KUTIPAN DOKUMEN:
^^^^^^^^^^^^^^^^

An-Najasyi murka. Ia berkata, “Tidak. Demi Allah, aku tidak akan menyerahkan mereka kepada kalian berdua. Jika ada suatu kaum hidup berdampingan denganku, dan memilihku daripada orang selain saya, maka aku harus mengundang dan bertanya kepada mereka tentang apa yang dikatakan dua orang ini tentang mereka. Jika mereka seperti dikatakan kedua orang ini, aku serahkan mereka kepada keduanya dan aku pulangkan mereka kepada kaumnya. Namun, jika mereka tidak seperti dikatakan keduanya, aku melindungi mereka dari keduanya, dan melindungi mereka dari keduanya, dan melindungi mereka selama tinggal berdampingan denganku.”

^^^^^^^^^^^^^^^^

SOAL LATIHAN A:
Ubah paragraf kutipan dokumen yang diawali "An-Najasyi murka" menjadi daftar poin singkat yang tetap memuat fakta utamanya.
SOAL LATIHAN B:
Temukan dalam daftar di bawah semua baris yang memuat kata "field", lalu salin baris-baris tersebut.

BAHAN UNTUK DIOLAH:

^^^^^^^^^^^^^^^^

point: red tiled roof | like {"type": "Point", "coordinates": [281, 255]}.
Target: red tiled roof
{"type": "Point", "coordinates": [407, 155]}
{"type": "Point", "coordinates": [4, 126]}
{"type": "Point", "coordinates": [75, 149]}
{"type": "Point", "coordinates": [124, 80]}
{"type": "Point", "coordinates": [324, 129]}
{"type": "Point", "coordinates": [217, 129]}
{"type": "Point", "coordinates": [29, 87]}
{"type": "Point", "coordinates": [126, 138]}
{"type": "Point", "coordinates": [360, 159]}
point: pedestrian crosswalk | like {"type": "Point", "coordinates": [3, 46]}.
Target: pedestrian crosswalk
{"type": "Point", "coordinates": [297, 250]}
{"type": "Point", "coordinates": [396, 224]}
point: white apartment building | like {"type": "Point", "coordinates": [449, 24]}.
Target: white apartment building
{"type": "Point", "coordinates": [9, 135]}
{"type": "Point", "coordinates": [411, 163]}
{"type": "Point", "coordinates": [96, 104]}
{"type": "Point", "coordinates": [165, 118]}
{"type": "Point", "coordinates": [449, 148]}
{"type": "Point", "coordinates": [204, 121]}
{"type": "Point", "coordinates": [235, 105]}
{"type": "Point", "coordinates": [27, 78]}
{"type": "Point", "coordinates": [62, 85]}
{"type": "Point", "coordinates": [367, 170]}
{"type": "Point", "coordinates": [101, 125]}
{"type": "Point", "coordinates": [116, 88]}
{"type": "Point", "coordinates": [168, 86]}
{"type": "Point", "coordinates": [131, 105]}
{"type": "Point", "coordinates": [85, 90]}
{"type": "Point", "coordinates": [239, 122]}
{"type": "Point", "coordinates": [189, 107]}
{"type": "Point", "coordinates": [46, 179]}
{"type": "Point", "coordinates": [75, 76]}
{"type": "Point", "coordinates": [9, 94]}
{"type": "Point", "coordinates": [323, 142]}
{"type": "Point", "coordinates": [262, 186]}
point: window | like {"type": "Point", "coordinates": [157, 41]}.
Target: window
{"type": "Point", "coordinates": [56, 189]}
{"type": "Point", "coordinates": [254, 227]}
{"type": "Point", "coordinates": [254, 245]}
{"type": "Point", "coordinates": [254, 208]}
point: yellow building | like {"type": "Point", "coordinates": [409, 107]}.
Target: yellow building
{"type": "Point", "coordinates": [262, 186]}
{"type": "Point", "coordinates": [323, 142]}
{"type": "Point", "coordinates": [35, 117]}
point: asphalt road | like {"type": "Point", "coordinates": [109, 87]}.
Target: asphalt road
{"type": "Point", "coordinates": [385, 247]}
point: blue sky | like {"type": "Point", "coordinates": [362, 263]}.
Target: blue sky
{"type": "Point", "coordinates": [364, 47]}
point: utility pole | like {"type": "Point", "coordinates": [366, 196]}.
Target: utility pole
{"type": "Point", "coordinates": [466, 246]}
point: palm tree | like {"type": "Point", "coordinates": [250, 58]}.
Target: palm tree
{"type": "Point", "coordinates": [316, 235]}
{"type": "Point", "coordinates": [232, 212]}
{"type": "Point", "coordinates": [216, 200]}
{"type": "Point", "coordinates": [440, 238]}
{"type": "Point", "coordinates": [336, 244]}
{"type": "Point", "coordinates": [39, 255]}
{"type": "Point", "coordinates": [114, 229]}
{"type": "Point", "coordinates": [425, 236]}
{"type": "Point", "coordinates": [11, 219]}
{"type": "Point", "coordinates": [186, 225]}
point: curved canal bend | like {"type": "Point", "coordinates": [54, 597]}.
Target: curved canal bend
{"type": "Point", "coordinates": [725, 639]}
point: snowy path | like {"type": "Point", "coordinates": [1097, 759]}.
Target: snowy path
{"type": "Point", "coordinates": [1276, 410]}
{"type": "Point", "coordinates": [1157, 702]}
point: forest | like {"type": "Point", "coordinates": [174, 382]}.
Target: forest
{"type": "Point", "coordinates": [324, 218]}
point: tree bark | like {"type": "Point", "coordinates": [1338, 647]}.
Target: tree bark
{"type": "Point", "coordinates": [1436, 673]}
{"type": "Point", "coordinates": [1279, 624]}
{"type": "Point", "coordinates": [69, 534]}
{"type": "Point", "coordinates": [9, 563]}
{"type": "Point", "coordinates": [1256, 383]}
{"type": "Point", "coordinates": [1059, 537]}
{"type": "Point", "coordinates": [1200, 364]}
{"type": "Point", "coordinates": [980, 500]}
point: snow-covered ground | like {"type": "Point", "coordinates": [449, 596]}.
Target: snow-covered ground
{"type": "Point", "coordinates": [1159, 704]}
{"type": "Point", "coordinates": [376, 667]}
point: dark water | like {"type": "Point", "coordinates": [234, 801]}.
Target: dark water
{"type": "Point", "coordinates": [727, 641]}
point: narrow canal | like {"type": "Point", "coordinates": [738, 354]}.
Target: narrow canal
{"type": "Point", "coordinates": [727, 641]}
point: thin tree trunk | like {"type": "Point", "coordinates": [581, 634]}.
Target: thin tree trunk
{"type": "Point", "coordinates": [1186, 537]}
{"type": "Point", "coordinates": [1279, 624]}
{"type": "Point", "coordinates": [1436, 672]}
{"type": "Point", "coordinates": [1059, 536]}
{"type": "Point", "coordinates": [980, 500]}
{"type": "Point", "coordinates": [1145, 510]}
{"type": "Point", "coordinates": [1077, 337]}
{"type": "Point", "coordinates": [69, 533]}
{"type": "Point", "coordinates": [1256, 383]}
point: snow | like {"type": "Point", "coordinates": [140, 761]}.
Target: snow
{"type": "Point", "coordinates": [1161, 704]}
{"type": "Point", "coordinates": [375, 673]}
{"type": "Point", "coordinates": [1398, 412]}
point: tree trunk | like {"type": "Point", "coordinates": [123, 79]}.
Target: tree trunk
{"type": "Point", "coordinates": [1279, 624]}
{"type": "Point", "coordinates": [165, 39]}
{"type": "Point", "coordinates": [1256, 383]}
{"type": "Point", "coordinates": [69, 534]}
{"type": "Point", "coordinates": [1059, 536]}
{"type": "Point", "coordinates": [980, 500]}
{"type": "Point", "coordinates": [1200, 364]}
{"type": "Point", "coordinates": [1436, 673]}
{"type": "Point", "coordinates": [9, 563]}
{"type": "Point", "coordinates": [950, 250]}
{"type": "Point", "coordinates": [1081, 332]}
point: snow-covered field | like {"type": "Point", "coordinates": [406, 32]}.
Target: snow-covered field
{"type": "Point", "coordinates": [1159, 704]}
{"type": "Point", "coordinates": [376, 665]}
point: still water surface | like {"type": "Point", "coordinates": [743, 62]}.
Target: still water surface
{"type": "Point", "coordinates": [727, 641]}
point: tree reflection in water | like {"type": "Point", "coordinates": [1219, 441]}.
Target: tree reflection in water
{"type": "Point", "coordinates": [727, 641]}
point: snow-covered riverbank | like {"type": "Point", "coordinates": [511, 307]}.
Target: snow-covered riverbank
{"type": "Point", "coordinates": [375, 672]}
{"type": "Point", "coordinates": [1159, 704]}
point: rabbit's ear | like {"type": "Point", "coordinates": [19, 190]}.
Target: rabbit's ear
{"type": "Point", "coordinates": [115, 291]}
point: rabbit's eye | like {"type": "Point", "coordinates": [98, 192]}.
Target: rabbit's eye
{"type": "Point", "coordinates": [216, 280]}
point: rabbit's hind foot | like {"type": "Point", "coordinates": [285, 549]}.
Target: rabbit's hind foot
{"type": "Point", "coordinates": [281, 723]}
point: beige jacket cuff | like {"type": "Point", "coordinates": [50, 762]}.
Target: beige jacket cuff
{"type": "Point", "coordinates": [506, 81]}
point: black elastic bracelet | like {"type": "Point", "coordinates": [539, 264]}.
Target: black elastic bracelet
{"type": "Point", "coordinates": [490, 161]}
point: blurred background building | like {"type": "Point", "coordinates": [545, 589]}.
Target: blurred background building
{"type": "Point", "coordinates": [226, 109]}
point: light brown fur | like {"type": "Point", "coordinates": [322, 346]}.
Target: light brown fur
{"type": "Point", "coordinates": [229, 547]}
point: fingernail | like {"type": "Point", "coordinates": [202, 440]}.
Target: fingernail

^^^^^^^^^^^^^^^^

JAWABAN BENAR A:
- An-Najasyi murka dan bersumpah demi Allah tidak akan menyerahkan mereka kepada kedua orang itu.
- Menurutnya, kaum yang hidup berdampingan dengannya dan memilihnya daripada orang lain harus ia undang dan tanyai dulu tentang tuduhan kedua orang itu.
- Jika tuduhan itu benar, ia akan menyerahkan mereka kepada keduanya dan memulangkan mereka kepada kaumnya.
- Jika tidak benar, ia akan melindungi mereka dari keduanya selama mereka tinggal berdampingan dengannya.

JAWABAN BENAR B:
point: snow-covered field | like {"type": "Point", "coordinates": [406, 32]}.
Target: snow-covered field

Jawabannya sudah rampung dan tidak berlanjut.